* **Article**:
□ □ □ □

We had one slight gain from a disposal of an investment property in Bern, Gurten, which ends basically the development site we owned in Bern, and contribute to CHF 7.7 million gain. We have no gains out of disposed from inventories, and we have seen no acquisitions during the year. I will come later to that point. On the expense side, you see an overall reduction of the operating expenses by further 1.2%. The biggest contributor was the property tax refund we had in Geneva last year, which reduced the operating expenses by 12.8%. For the ongoing year, you will see a bit of a rebalancing of that line, and back to the roughly CHF 11 million.

Besides that, we have and demonstrate continuously high cost discipline. We turned in this year with an EBITDA margin slightly above 85%. Financial expenses on slide 11 have leveled out, roughly at CHF 35 million. This is our own rate. We should see also on 26, considering today's interest rate environment. The taxes of CHF 95.5 million were separated, CHF 31 million in current taxes and CHF 65 million deferred taxes, whereof CHF 50 were linked to the valuation gains. With that, the board proposes again an increase in the dividend of CHF 0.05 to CHF 3.95. You see that on slide 12, which results in a payout ratio of 80%. If you go into the portfolio on slide 15 and 16, we see that the vacancy rate came in as expected to 3.5%.

We had a higher vacancy report in Q3, if you remember that. I think this can always happen depending on the expiry profile, but we were pretty convinced that we get to this 3.5%. If you look on the details, slide 16, we see letting successes in Biel, the Güterstrasse, which, with the current lettings, is let by almost 80%, and we are confident that we will lease out the remaining spaces over the next couple of months. The second big letting success is your Fischerstrasse, where we are today at a letting of almost 85%, that have advanced negotiations of the remaining small retail space and one office floor. On the lease expiry on slide 17, the major highlight is that for this year we are almost done.

□ □ □ □

Reproduce the earnings commentary above word for word, in full.

* **Data section**:
□ □ □ □

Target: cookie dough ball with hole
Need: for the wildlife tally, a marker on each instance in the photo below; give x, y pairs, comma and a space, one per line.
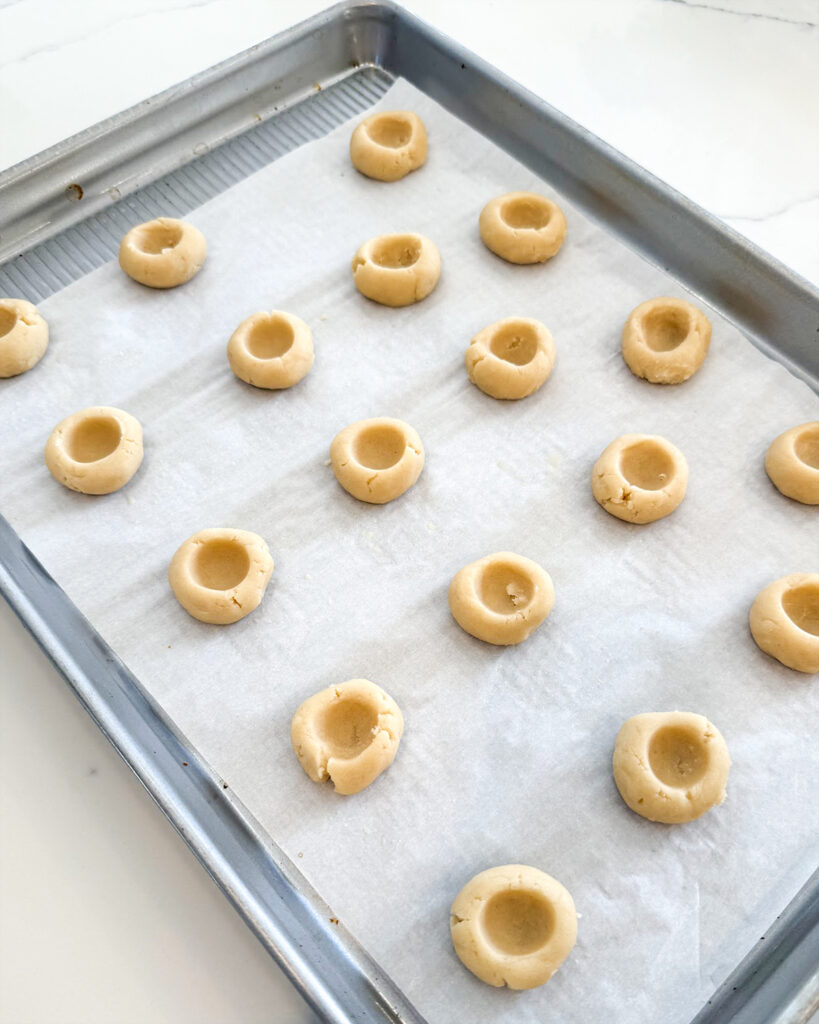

□ □ □ □

* **Task result**:
We had one slight gain from a disposal of an investment property in Bern, Gurten, which ends basically the development site we owned in Bern, and contribute to CHF 7.7 million gain. We have no gains out of disposed from inventories, and we have seen no acquisitions during the year. I will come later to that point. On the expense side, you see an overall reduction of the operating expenses by further 1.2%. The biggest contributor was the property tax refund we had in Geneva last year, which reduced the operating expenses by 12.8%. For the ongoing year, you will see a bit of a rebalancing of that line, and back to the roughly CHF 11 million.

Besides that, we have and demonstrate continuously high cost discipline. We turned in this year with an EBITDA margin slightly above 85%. Financial expenses on slide 11 have leveled out, roughly at CHF 35 million. This is our own rate. We should see also on 26, considering today's interest rate environment. The taxes of CHF 95.5 million were separated, CHF 31 million in current taxes and CHF 65 million deferred taxes, whereof CHF 50 were linked to the valuation gains. With that, the board proposes again an increase in the dividend of CHF 0.05 to CHF 3.95. You see that on slide 12, which results in a payout ratio of 80%. If you go into the portfolio on slide 15 and 16, we see that the vacancy rate came in as expected to 3.5%.

We had a higher vacancy report in Q3, if you remember that. I think this can always happen depending on the expiry profile, but we were pretty convinced that we get to this 3.5%. If you look on the details, slide 16, we see letting successes in Biel, the Güterstrasse, which, with the current lettings, is let by almost 80%, and we are confident that we will lease out the remaining spaces over the next couple of months. The second big letting success is your Fischerstrasse, where we are today at a letting of almost 85%, that have advanced negotiations of the remaining small retail space and one office floor. On the lease expiry on slide 17, the major highlight is that for this year we are almost done.